● **Extract provided**
● ● ● ●

As a general matter, I am very supportive of the Commission’s efforts in this area and in other areas to facilitate capital raising by small business issuers. Consistent with its goal of investor protection, there is room for much improvement to the current regulatory structure that would benefitsmall business capital formation. I think these proposals are a terrific starting point.

Registrant Requirements

Reporting Requirements. This is a sensible starting point for eligibility purposes. I agree with the proposal as drafted and think that a twelve (12) month reporting period is a logical starting point at this stage, although as the Commission gains experience, this time period might be worth reevaluation. I don’t believe that expanded Rule 430A should initially be available in the IPO context, although this may be another point for examination after the Commission has had some practical experience administering the proposed Rule.

Qualitative Conditions. I believe timely reporting under the Securities Exchange Act of 1934 ("Exchange Act") is a sensible and reasonable qualitative condition to the use of expanded Rule 430A for all the same policy reasons that the Commission employs such qualitative conditions for eligibility in the S-2 and S-3 contexts. I support this condition unequivocally. With respect to the other qualitative conditions (dividend/sinking fund/preferred stock payments and indebtedness defaults), I am uncertain. Especially in light of the fact that use of expanded Rule 430A would not permit the use of abbreviated disclosure or incorporation by reference as currently employed in the S-2 and S-3 disclosure schemes, I question the logic of these qualitative conditions. Nevertheless, as a matter of policy, the Commission may believe that these additional qualitative factors would be sensible to permit use of the Rule only by issuers who are in sound financial condition. If this were the Commission’s logic for imposing the qualitative conditions, I don’t think they should be included, since it is not uncommon for small business issuers to be looking to the capital markets as a vehicle to reduce overall leverage and provide an equity capital base for future growth. Again, from a policy perspective, inclusion of these other qualitative conditions may be unduly restrictive in light of the universe of companies who are sought to be the primary beneficiaries of expanded Rule 430A, and in my opinion I would prefer these additional qualitative conditions be excluded.

Bad Boy Provisions. The use of "Bad Boy" disqualifiers in the expanded Rule 430A context is in my opinion, unnecessary. The logical underpinning for use of the "Bad Boy" disqualifiers in exempt transactions is the fact that there is no regulator in a position to insure proper disclosure of violations in the offering documents (therefore, no "disclosure police" mechanism to protect investors). Therefore, in the exempt transaction context, the only bullet-proof mechanism is to preclude use of an exemption. In the context of expanded Rule 430A, this protection appears unnecessary, provided that any violation of the Federal Securities Laws has been properly and completely disclosed in the offering document. This approach is more consistent with theCommission’s traditional non-merit full disclosure philosophy. Similarly, it appears inappropriate to punish the issuer community by denying the use of expanded Rule 430A in circumstances where an underwriter has involvement with an unrelated registrant whose registration statement was the subject of a proceeding or examination under Section 8 of the Securities Act, etc. It appears unnecessary to punish one issuer for the sins of another or, for that matter, to punish an issuer for the sins of its underwriter. With respect to the solicitation of comments for a managing underwriter that is subject to a permanent injunction, the question seems unclear. If the injunction relates to an underwriter’s participation in an underwriting, it would appear to be the Commission’s responsibility to monitor the activities of that underwriter. It is in my opinion an unfair burden to place that type of burden on the issuer community, especially the small business issuers who have the least resources, the least leverage and are the least sophisticated in corporate finance matters.

● ● ● ●

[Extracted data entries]
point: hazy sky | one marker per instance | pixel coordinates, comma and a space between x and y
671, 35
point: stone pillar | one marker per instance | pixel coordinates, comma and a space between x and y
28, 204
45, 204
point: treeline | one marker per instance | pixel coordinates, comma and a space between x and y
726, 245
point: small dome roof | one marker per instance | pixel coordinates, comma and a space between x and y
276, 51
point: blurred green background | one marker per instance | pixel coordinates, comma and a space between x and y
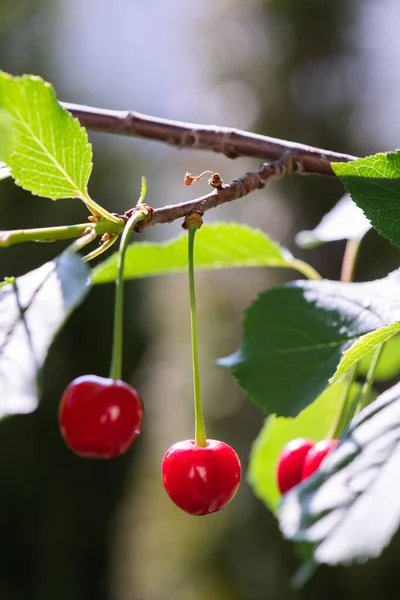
317, 72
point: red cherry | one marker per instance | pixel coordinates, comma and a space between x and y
316, 455
290, 464
99, 417
201, 480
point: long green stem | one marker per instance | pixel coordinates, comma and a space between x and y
350, 260
346, 408
51, 234
369, 380
98, 210
116, 357
200, 432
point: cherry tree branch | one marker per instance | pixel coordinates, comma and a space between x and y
253, 180
231, 142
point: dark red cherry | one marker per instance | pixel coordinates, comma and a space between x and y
100, 417
316, 455
201, 480
290, 463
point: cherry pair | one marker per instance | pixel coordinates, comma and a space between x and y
101, 418
299, 459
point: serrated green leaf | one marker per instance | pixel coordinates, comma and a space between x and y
294, 335
363, 346
313, 423
218, 246
345, 221
374, 185
32, 310
4, 171
350, 509
48, 151
388, 365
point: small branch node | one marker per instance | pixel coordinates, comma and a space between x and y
193, 219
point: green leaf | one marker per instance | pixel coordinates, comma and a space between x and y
32, 310
48, 151
294, 335
388, 365
4, 171
350, 509
218, 246
374, 185
345, 221
313, 423
363, 346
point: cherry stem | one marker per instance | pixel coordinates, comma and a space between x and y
116, 357
347, 406
369, 380
200, 432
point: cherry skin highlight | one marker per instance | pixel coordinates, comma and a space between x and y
100, 417
290, 463
201, 480
316, 455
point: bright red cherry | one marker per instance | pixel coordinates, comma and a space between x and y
99, 417
290, 464
201, 480
316, 455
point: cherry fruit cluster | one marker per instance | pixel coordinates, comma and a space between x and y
299, 459
102, 417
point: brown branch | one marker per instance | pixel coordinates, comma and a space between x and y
253, 180
231, 142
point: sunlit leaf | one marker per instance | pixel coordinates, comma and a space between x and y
48, 151
350, 509
363, 346
294, 335
374, 185
345, 221
314, 423
218, 246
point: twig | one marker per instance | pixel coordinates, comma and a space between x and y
253, 180
231, 142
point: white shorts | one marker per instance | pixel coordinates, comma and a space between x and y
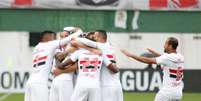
162, 97
61, 90
36, 92
111, 93
87, 93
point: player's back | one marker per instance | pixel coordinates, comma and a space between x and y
89, 66
42, 62
173, 73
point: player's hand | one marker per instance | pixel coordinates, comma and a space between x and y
57, 72
149, 49
71, 49
96, 51
125, 52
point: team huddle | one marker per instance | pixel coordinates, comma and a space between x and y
84, 68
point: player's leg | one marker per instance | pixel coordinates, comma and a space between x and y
94, 94
65, 90
27, 95
54, 94
39, 92
80, 94
120, 94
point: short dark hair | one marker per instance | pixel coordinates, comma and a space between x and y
45, 33
173, 42
103, 33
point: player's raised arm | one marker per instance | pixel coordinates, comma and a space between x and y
111, 66
68, 69
85, 41
76, 32
156, 54
61, 55
139, 58
81, 45
73, 58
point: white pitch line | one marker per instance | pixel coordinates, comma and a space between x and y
2, 98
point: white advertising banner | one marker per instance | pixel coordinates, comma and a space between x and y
16, 58
13, 80
105, 4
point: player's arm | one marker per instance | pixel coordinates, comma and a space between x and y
83, 41
111, 66
65, 64
154, 52
73, 58
69, 69
81, 45
140, 58
66, 40
60, 56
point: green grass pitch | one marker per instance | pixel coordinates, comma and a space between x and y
127, 97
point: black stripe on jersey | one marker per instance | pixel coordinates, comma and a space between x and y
113, 61
173, 76
39, 64
90, 67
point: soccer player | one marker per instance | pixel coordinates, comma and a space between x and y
43, 54
89, 65
62, 85
111, 89
172, 65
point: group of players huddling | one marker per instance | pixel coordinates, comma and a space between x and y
84, 69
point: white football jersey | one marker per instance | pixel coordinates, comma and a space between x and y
107, 77
43, 55
172, 65
89, 66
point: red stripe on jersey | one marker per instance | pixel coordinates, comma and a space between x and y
23, 2
110, 56
40, 58
93, 62
82, 62
175, 71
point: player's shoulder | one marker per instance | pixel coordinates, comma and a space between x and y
175, 57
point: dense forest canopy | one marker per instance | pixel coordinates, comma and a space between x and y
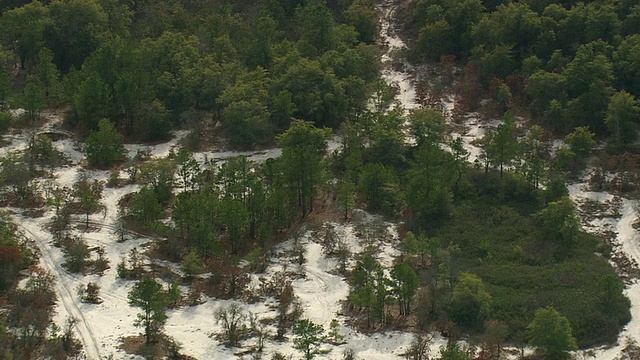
490, 250
568, 63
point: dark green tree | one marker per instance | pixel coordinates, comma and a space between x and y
303, 148
23, 30
104, 147
308, 337
33, 98
77, 27
144, 206
405, 284
471, 302
622, 116
151, 298
550, 332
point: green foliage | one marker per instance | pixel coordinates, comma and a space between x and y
144, 206
151, 298
471, 302
192, 264
6, 120
581, 141
406, 284
551, 333
33, 98
453, 352
23, 30
621, 118
308, 337
303, 147
104, 147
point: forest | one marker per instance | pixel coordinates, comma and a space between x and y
491, 250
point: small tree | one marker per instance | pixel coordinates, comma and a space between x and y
335, 337
308, 337
104, 147
192, 264
405, 285
471, 302
88, 195
33, 98
419, 349
232, 318
90, 293
550, 332
149, 296
454, 352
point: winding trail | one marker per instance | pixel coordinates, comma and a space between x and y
625, 244
392, 44
64, 286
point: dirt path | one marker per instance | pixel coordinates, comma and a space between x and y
64, 286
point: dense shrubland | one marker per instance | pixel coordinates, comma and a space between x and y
493, 250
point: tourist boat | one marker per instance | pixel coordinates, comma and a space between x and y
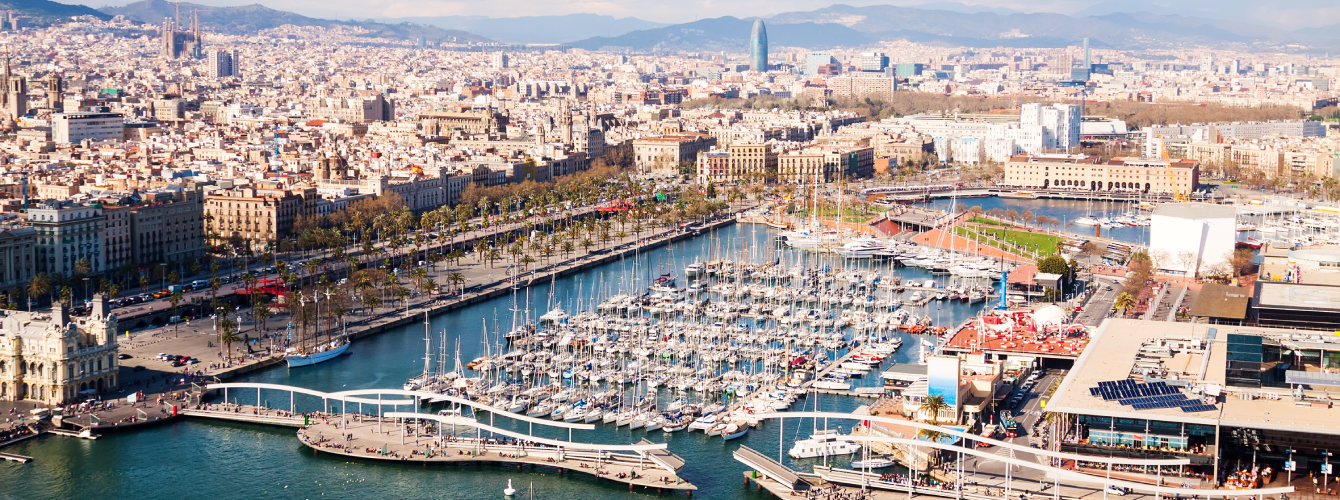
705, 422
693, 270
733, 430
555, 315
871, 464
823, 444
322, 353
832, 385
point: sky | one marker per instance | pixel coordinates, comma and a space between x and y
1284, 14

● ● ● ●

● **Set of tasks**
(a) In the Rule 430A comment, condense the paragraph beginning "Reporting Requirements." into a short bulleted list that keeps its main points.
(b) Pull out every line of the entries that contains the string "dark", treating uppercase and lowercase as different.
The Rule 430A comment and the entries were taken from unrelated sources.

● **Answers by task**
(a)
- Calls the reporting requirement a sensible starting point for eligibility.
- Agrees with the proposal as drafted and views a twelve (12) month reporting period as a logical starting point for now.
- Suggests the period might be reevaluated as the Commission gains experience.
- Opposes making expanded Rule 430A available in the IPO context at first, though this could be reexamined once the Commission has practical experience administering the Rule.

(b)
point: dark red cherry | one marker per instance | pixel coordinates, comma and a space between x and y
point: short dark hair | one marker per instance | pixel coordinates, comma and a space between x and y
point: dark green tree | one marker per instance | pixel coordinates, comma and a space between x and y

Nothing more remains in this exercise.